- _REQUIRED WORK_: In the rows below, rewrite every row in the stretch from the line that contains "Dear assistant, the user would like the green sign" through the line that contains "[43,5,59,27]", and raise each bounding-box coordinate by 148. Keep all other rows in that stretch unchanged.
• • • • •
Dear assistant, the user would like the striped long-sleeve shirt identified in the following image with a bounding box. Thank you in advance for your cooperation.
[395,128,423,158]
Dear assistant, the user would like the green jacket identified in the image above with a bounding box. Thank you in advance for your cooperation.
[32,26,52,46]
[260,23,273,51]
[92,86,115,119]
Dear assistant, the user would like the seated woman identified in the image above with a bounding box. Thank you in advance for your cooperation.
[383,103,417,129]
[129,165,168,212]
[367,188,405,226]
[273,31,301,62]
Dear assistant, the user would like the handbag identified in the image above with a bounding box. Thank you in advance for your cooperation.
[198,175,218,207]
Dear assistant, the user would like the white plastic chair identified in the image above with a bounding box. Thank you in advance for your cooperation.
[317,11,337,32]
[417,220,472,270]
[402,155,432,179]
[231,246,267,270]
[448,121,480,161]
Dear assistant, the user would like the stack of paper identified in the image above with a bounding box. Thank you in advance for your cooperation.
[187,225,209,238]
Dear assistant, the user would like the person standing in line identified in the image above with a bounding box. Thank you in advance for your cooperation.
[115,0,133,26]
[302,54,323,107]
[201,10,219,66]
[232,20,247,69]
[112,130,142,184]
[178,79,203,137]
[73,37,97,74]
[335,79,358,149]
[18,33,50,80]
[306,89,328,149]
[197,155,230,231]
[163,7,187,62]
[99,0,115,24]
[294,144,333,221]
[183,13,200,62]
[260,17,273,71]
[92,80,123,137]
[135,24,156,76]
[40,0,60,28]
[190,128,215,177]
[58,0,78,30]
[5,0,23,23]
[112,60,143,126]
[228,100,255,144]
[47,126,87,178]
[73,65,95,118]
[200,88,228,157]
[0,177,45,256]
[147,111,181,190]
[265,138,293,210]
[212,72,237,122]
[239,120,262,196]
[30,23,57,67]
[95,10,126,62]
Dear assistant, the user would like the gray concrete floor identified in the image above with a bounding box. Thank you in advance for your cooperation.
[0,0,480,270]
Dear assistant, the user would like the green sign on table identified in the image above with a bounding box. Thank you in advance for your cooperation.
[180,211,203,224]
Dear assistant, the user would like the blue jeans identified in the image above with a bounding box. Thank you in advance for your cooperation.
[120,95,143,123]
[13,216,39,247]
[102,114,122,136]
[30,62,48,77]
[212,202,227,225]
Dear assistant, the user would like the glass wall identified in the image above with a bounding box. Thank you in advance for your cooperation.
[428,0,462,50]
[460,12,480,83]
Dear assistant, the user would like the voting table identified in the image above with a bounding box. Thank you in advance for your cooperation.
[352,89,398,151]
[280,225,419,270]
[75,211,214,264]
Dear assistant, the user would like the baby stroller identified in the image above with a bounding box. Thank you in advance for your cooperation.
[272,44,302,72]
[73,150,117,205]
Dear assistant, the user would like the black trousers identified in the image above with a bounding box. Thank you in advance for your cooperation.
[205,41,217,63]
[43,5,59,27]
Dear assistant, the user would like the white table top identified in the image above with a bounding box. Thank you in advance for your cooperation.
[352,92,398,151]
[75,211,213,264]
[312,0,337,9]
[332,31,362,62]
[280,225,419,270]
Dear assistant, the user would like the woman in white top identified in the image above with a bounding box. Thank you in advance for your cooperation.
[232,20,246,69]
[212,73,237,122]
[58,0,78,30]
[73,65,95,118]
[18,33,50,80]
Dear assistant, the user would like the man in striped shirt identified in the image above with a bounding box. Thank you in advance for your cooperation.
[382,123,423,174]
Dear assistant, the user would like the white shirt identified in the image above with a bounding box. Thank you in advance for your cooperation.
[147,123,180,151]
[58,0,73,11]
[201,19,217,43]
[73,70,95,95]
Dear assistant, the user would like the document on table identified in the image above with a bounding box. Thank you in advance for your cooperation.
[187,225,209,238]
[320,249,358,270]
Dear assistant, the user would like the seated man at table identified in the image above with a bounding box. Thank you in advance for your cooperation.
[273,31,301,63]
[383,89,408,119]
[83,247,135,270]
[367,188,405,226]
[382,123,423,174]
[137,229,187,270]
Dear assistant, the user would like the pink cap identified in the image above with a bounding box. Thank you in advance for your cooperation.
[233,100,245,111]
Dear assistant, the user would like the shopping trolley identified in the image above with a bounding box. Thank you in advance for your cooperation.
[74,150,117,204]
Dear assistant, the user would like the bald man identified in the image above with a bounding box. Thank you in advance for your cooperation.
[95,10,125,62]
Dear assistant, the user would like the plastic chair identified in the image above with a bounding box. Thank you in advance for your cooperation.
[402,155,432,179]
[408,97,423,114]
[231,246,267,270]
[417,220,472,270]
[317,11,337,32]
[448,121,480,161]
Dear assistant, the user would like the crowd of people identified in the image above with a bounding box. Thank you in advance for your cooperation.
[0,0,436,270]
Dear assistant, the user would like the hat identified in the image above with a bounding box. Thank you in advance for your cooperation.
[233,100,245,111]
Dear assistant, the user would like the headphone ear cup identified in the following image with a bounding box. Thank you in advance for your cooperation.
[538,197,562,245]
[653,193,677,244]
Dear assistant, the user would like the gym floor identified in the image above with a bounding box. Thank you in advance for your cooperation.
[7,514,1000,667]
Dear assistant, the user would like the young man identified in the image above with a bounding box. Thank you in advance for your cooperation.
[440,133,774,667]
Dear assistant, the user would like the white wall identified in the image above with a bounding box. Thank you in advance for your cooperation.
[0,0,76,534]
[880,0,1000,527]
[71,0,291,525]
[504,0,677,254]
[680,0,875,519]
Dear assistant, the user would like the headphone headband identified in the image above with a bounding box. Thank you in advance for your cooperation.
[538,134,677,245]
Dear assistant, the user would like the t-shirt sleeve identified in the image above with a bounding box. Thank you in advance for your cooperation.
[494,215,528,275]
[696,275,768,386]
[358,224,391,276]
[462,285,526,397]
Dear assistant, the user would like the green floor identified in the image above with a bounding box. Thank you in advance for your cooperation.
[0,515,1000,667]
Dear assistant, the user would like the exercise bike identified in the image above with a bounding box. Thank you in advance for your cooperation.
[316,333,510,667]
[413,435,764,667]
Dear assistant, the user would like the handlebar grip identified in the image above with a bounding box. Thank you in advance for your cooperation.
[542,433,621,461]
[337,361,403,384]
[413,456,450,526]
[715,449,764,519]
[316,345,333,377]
• • • • •
- _RESPONSE TO THE TASK_:
Dear assistant, the user would like the green sign on table identified in the image above with a bounding box. Thank you in advance for your cooperation.
[328,359,351,372]
Dear assistant, the user would like the blue jeans identified in the image above with a bounding box. Thank you in advance for your cooperation.
[268,243,291,271]
[161,364,187,395]
[250,262,270,284]
[178,210,196,225]
[360,350,375,373]
Dear assistant, the user would like the glass wall identified in the image above with a bounding box. Thank you in advance for your cooperation.
[576,148,610,198]
[608,160,628,231]
Dear assistant, the user would like the voting table identified in the image above with a bounding box. Thank you in advance for your cooperation.
[500,237,546,299]
[428,373,567,418]
[223,359,362,412]
Dear assistant, the user would like the baby stroller identified in the image above with a bounding box. Thank you in advance for your cooperation.
[420,192,450,220]
[221,298,265,353]
Dear assistant, the user would like the black trousers identified in the image above with a bounding box. Thank you in advance for your cooperation.
[353,189,365,211]
[191,153,207,175]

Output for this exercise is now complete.